■ **PROBLEM**
Copy out the whole LoCoMo memory test system page below word for word.

[PASSAGE TO READ — start]

Skip to content

NevaMind-AI/memU-experiment

Repository files navigation

LoCoMo Memory Test System

A comprehensive memory testing framework for evaluating conversational memory agents using the LoCoMo (Long-term Conversational Memory) benchmark.

Overview

This system evaluates an AI agent's ability to:

  1. Process conversational sessions - Extract and store character memories from multi-turn conversations
  2. Answer questions - Respond to questions about the conversations using stored memories
  3. Evaluate accuracy - Assess answer correctness across different question categories
  4. Analyze errors - Generate detailed error reports for incorrect answers

The system uses specialized agents:

  • MemAgent: Manages memory creation and updates from conversation sessions
  • ResponseAgent: Retrieves relevant memories and generates answers to questions
  • EvaluateAgent: Evaluates answer accuracy and performs error analysis

Requirements

Environment

  • Python 3.8+
  • OpenAI API access

Dependencies

pip install openai python-dotenv

Configuration

1. Environment Variables

Create a .env file in the project root:

# OpenAI API Configuration
OPENAI_API_KEY=your_openai_api_key_here

# Optional: Custom OpenAI endpoint
# OPENAI_BASE_URL=https://your-custom-endpoint.com/v1

2. Data Preparation

Place your LoCoMo test data file in the data/ directory:

data/locomo10.json

The data file should contain conversation sessions and QA pairs in the LoCoMo format.

[PASSAGE TO READ — finish]
[INPUT DATA — start]

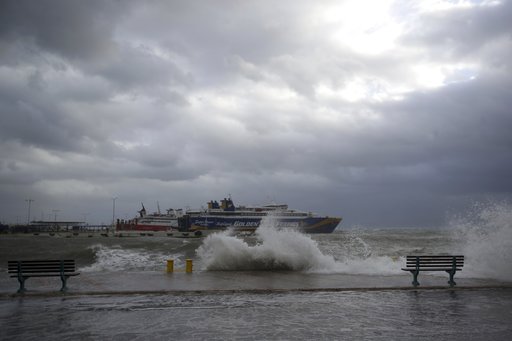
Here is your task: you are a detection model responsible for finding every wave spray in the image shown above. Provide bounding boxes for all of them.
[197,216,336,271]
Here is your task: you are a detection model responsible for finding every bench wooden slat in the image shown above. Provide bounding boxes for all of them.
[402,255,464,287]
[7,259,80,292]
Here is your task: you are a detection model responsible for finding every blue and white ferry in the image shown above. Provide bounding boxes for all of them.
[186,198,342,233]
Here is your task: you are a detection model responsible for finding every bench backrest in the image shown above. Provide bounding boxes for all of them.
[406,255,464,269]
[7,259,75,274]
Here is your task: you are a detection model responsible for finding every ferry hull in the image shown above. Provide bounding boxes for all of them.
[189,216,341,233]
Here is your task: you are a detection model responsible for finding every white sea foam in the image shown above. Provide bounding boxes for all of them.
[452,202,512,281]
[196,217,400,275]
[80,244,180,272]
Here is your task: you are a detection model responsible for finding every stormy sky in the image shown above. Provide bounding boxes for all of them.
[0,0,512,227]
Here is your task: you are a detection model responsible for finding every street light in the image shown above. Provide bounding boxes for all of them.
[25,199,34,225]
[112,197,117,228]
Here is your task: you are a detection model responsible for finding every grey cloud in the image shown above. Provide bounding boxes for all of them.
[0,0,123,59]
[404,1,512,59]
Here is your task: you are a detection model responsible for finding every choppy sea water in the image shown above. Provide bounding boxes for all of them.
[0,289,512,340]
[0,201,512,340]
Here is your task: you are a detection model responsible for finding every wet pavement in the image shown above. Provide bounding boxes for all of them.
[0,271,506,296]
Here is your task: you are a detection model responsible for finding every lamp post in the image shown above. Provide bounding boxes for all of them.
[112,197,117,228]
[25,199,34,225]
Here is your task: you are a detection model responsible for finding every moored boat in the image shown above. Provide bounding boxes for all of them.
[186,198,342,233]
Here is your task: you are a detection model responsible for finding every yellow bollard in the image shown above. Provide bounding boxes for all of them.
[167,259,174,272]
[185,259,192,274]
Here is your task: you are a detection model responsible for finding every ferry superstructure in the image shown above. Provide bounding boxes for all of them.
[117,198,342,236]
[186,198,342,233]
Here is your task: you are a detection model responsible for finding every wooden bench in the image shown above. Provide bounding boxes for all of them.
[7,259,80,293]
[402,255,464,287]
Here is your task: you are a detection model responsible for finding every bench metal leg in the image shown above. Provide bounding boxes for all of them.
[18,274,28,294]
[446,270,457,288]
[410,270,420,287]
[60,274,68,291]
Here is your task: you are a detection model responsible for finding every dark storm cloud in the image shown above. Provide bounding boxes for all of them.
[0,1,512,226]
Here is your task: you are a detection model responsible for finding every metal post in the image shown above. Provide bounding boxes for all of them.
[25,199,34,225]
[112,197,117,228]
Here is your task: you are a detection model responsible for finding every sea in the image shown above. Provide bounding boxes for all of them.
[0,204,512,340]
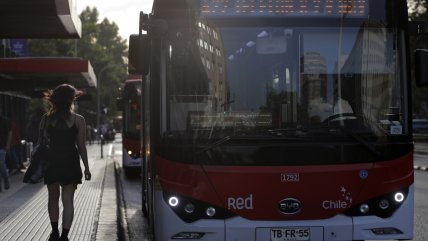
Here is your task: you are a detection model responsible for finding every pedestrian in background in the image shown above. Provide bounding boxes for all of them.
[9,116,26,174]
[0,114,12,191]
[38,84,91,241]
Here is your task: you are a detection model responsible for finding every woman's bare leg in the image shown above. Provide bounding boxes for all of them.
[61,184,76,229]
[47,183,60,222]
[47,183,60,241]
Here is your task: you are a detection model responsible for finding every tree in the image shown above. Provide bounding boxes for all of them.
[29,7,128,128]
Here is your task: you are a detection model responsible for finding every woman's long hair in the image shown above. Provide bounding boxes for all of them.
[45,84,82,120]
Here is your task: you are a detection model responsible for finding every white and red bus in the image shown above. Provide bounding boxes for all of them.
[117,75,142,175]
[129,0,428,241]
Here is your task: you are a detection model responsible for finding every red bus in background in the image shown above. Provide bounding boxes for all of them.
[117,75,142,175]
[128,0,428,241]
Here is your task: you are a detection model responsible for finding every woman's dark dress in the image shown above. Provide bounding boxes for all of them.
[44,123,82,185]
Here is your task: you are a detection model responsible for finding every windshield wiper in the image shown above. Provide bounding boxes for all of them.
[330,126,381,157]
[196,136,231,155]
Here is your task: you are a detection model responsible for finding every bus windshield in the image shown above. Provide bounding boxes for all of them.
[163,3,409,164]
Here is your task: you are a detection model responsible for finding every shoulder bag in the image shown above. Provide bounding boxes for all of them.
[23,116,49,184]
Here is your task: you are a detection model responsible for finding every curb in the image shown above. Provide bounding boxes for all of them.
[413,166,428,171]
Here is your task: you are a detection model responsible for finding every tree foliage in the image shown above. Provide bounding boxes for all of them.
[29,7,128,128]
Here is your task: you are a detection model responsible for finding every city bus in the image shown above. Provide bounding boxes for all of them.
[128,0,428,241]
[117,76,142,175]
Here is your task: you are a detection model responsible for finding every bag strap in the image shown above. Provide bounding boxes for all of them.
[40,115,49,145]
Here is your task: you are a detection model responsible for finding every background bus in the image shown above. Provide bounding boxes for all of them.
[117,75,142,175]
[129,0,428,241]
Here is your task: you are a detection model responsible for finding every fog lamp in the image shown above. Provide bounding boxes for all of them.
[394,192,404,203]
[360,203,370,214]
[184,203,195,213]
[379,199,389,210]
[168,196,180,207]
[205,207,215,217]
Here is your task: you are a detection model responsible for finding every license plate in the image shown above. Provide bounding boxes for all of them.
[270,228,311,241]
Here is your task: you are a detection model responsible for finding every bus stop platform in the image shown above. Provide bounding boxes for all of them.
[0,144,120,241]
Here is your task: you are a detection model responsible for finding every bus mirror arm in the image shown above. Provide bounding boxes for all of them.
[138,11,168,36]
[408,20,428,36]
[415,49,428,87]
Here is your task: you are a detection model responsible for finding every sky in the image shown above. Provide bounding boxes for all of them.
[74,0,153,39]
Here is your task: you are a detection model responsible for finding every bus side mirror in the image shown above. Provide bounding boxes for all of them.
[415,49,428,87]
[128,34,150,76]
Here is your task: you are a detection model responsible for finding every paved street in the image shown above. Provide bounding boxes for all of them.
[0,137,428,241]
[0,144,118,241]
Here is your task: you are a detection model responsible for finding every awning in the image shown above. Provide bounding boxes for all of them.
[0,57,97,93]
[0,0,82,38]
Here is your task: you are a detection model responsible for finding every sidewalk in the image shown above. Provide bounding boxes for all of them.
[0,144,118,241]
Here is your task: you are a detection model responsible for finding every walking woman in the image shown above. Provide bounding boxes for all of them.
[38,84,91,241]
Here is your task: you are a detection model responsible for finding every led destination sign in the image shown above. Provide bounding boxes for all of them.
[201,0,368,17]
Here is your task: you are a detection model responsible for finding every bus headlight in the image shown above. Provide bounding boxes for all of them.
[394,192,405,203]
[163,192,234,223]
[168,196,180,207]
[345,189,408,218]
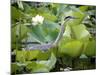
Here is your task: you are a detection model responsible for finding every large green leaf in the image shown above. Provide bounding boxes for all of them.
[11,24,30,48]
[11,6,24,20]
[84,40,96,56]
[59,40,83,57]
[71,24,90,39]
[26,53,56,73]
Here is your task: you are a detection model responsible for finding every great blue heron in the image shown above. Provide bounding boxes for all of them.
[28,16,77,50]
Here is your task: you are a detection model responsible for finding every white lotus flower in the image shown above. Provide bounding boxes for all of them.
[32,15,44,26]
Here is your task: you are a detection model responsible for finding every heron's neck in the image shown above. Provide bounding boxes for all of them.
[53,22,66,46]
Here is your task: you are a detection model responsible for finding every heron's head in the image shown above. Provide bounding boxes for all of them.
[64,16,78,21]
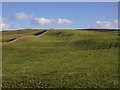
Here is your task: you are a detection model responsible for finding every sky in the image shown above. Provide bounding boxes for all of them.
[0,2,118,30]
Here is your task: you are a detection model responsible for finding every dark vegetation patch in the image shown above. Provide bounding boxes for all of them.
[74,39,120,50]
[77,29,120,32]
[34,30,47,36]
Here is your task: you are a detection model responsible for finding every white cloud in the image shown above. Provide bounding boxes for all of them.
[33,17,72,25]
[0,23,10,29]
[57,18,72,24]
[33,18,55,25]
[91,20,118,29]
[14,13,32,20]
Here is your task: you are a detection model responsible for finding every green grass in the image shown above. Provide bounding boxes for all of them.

[INPUT DATA — finish]

■ **RESPONSE FOR THIS EXERCISE**
Skip to content

NevaMind-AI/memU-experiment

Repository files navigation

LoCoMo Memory Test System

A comprehensive memory testing framework for evaluating conversational memory agents using the LoCoMo (Long-term Conversational Memory) benchmark.

Overview

This system evaluates an AI agent's ability to:

  1. Process conversational sessions - Extract and store character memories from multi-turn conversations
  2. Answer questions - Respond to questions about the conversations using stored memories
  3. Evaluate accuracy - Assess answer correctness across different question categories
  4. Analyze errors - Generate detailed error reports for incorrect answers

The system uses specialized agents:

  • MemAgent: Manages memory creation and updates from conversation sessions
  • ResponseAgent: Retrieves relevant memories and generates answers to questions
  • EvaluateAgent: Evaluates answer accuracy and performs error analysis

Requirements

Environment

  • Python 3.8+
  • OpenAI API access

Dependencies

pip install openai python-dotenv

Configuration

1. Environment Variables

Create a .env file in the project root:

# OpenAI API Configuration
OPENAI_API_KEY=your_openai_api_key_here

# Optional: Custom OpenAI endpoint
# OPENAI_BASE_URL=https://your-custom-endpoint.com/v1

2. Data Preparation

Place your LoCoMo test data file in the data/ directory:

data/locomo10.json

The data file should contain conversation sessions and QA pairs in the LoCoMo format.